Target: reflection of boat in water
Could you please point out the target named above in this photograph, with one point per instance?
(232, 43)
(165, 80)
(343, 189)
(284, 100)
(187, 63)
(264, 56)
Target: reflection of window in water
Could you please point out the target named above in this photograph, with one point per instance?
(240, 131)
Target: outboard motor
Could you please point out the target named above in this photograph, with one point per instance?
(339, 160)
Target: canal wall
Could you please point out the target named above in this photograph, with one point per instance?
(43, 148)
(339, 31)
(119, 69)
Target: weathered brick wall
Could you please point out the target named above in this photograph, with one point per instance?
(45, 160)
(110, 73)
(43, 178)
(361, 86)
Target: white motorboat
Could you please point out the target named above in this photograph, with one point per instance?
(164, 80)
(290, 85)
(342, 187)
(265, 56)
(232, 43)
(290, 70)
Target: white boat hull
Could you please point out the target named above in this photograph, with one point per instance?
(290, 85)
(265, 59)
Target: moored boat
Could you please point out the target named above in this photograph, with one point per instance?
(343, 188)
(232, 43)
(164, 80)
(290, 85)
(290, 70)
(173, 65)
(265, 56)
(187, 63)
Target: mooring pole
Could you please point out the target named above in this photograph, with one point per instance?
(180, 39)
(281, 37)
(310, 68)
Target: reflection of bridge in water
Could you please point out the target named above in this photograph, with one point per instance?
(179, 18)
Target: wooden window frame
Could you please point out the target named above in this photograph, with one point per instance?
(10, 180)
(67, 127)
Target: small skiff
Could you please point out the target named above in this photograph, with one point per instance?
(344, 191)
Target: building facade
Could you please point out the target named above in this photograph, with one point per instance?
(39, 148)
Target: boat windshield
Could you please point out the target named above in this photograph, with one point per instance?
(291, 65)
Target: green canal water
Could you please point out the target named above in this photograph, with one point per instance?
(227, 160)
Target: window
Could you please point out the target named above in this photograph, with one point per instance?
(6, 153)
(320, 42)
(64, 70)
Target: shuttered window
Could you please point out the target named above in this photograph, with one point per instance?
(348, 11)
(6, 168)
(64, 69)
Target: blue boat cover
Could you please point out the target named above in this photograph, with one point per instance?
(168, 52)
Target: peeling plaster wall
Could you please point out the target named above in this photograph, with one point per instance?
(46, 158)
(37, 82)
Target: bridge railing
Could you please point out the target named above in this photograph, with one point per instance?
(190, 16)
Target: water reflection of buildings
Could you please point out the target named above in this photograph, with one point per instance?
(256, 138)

+++++

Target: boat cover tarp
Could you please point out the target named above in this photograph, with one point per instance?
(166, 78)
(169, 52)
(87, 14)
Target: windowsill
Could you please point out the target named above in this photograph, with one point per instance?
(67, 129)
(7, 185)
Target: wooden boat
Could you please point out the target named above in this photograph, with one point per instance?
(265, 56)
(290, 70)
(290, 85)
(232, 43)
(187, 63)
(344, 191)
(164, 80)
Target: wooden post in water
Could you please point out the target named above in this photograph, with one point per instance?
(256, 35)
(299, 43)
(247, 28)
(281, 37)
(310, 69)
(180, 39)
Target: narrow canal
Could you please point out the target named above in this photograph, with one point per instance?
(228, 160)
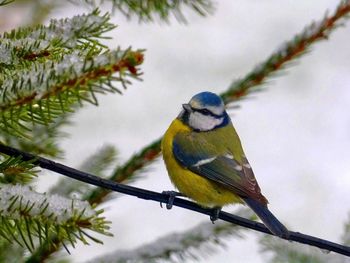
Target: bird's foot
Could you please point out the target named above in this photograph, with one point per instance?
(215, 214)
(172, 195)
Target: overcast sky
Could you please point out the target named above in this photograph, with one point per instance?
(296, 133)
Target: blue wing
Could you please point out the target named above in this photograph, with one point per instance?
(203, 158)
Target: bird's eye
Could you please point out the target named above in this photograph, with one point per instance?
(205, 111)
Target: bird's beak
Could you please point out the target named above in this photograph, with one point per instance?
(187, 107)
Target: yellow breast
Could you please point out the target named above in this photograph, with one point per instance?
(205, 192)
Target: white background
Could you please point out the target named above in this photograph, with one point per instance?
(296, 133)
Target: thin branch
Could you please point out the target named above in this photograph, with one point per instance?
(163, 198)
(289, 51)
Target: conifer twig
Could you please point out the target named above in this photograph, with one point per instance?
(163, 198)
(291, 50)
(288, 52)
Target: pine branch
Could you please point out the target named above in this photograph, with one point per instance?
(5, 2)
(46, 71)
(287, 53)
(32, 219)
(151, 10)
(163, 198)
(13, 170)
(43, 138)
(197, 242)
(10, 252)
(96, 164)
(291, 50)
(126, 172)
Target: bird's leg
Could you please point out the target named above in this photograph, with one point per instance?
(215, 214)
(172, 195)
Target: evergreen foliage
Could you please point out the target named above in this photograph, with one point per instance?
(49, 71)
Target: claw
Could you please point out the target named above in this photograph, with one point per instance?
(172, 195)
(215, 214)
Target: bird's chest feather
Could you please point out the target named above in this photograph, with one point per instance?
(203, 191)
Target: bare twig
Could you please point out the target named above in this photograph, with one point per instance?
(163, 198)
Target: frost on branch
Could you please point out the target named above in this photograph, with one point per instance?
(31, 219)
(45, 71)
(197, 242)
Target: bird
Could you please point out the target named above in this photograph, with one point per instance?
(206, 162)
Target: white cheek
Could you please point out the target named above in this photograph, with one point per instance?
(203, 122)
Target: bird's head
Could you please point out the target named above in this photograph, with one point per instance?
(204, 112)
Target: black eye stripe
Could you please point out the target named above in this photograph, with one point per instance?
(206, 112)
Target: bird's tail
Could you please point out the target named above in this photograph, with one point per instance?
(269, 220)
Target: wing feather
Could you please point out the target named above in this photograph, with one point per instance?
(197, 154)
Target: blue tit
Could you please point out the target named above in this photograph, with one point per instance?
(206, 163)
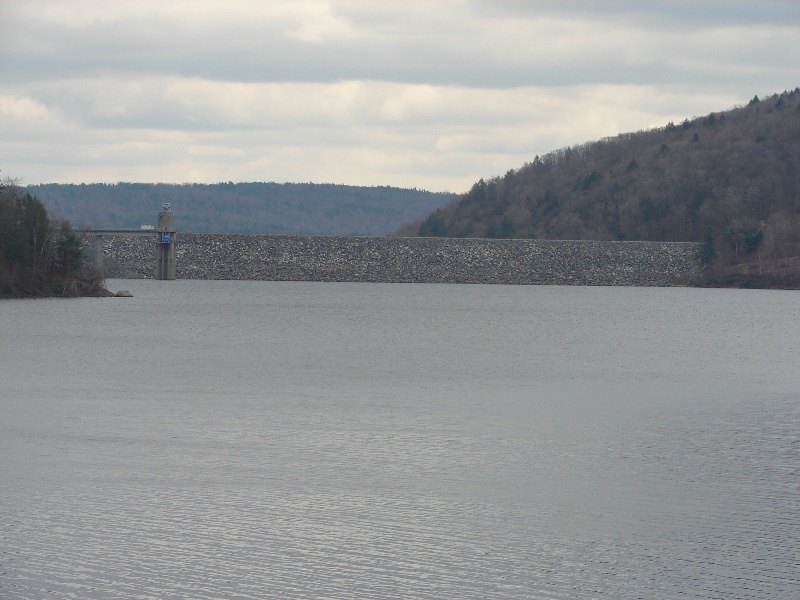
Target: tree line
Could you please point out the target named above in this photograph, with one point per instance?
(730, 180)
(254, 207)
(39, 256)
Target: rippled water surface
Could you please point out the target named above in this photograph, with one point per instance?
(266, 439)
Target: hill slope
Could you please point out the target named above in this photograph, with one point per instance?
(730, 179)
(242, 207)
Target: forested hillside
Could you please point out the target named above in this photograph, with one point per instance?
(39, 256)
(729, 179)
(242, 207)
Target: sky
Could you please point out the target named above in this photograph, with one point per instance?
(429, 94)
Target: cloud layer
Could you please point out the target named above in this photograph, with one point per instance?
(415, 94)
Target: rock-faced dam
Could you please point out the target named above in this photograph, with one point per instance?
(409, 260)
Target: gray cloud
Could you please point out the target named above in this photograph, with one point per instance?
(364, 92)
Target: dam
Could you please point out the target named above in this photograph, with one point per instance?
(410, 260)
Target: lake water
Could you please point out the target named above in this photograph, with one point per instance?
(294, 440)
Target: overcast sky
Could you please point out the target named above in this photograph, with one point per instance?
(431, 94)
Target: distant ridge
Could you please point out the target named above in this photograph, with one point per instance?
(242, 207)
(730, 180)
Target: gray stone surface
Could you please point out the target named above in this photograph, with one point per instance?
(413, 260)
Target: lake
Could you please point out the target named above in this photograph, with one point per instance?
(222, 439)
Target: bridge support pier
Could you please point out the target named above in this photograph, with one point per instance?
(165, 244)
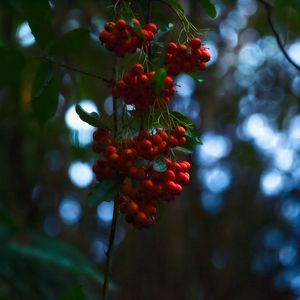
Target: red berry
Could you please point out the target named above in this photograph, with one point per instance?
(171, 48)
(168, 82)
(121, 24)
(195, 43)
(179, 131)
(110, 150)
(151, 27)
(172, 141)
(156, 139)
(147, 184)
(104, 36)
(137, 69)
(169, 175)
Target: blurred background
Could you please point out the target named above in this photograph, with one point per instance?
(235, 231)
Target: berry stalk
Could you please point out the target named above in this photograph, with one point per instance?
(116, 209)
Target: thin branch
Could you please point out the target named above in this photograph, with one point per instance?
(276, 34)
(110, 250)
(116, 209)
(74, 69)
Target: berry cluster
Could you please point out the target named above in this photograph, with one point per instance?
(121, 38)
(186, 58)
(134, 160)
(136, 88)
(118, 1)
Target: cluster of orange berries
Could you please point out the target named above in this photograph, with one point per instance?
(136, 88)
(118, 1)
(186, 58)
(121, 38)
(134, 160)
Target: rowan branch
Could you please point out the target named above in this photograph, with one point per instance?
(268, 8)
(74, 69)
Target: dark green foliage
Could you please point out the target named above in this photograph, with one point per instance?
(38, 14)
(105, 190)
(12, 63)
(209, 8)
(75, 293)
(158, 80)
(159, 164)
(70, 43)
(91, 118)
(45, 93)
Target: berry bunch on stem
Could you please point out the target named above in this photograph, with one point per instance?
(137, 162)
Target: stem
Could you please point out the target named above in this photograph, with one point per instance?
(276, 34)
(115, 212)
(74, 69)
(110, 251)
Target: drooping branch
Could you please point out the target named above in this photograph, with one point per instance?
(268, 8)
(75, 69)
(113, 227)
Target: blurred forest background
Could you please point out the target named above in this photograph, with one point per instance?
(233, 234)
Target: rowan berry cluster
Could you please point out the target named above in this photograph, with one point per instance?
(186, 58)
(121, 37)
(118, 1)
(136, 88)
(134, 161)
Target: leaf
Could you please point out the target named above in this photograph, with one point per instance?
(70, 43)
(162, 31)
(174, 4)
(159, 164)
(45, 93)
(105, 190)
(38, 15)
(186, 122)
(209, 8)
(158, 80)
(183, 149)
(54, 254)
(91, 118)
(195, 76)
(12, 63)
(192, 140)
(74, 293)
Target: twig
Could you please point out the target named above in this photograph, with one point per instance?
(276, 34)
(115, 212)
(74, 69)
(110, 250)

+++++

**Written instruction**
Return every line of the entries above that contains the word "bridge".

**Solved problem**
Target: reflection of bridge in water
Target: bridge railing
Target: bridge support pier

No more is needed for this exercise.